> **Information**:
====
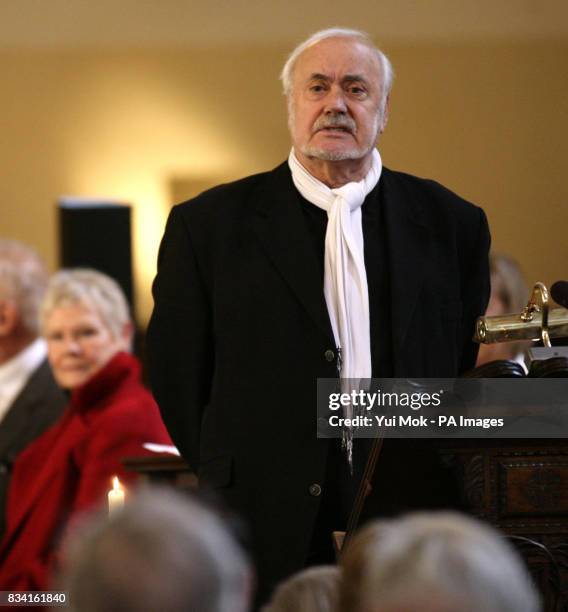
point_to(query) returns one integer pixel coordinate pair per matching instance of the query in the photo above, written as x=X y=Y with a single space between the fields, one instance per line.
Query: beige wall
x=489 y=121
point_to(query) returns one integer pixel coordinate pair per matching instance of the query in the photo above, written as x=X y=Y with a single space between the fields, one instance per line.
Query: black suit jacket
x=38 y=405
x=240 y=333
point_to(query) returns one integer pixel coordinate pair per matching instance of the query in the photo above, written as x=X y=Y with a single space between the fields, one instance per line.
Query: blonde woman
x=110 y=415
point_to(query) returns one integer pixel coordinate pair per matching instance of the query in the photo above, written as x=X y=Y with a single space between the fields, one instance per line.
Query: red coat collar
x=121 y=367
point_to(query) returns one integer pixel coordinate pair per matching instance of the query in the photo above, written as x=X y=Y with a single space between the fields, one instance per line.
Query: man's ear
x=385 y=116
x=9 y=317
====
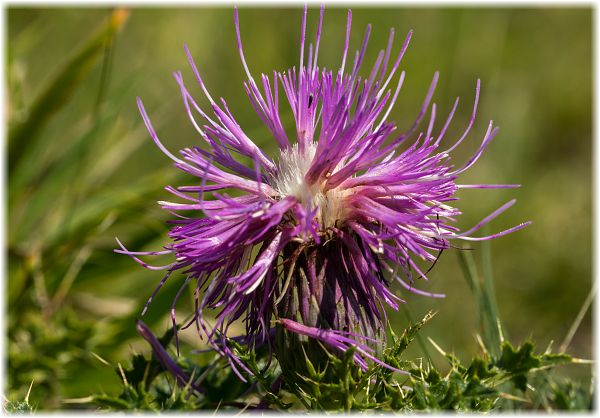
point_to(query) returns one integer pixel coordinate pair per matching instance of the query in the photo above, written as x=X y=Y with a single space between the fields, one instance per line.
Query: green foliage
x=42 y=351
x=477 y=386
====
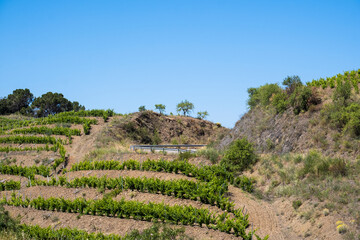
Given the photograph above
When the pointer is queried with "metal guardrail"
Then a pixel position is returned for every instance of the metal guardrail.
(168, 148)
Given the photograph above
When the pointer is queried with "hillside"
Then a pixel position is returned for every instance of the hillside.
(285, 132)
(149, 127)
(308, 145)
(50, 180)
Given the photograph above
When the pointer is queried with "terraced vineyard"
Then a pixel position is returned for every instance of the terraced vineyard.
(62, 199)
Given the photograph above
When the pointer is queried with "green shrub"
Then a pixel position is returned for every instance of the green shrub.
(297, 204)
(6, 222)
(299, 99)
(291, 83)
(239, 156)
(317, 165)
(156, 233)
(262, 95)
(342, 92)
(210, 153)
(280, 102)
====
> **To do**: Look through the data above for the word "pointer". Report each line where it occurs.

> **Completed task**:
When the pointer is queried with "metal guardrail"
When the pointer is queried with "hillside"
When the pointer is queried with "terraced vineyard"
When the pointer is queried with "green shrub"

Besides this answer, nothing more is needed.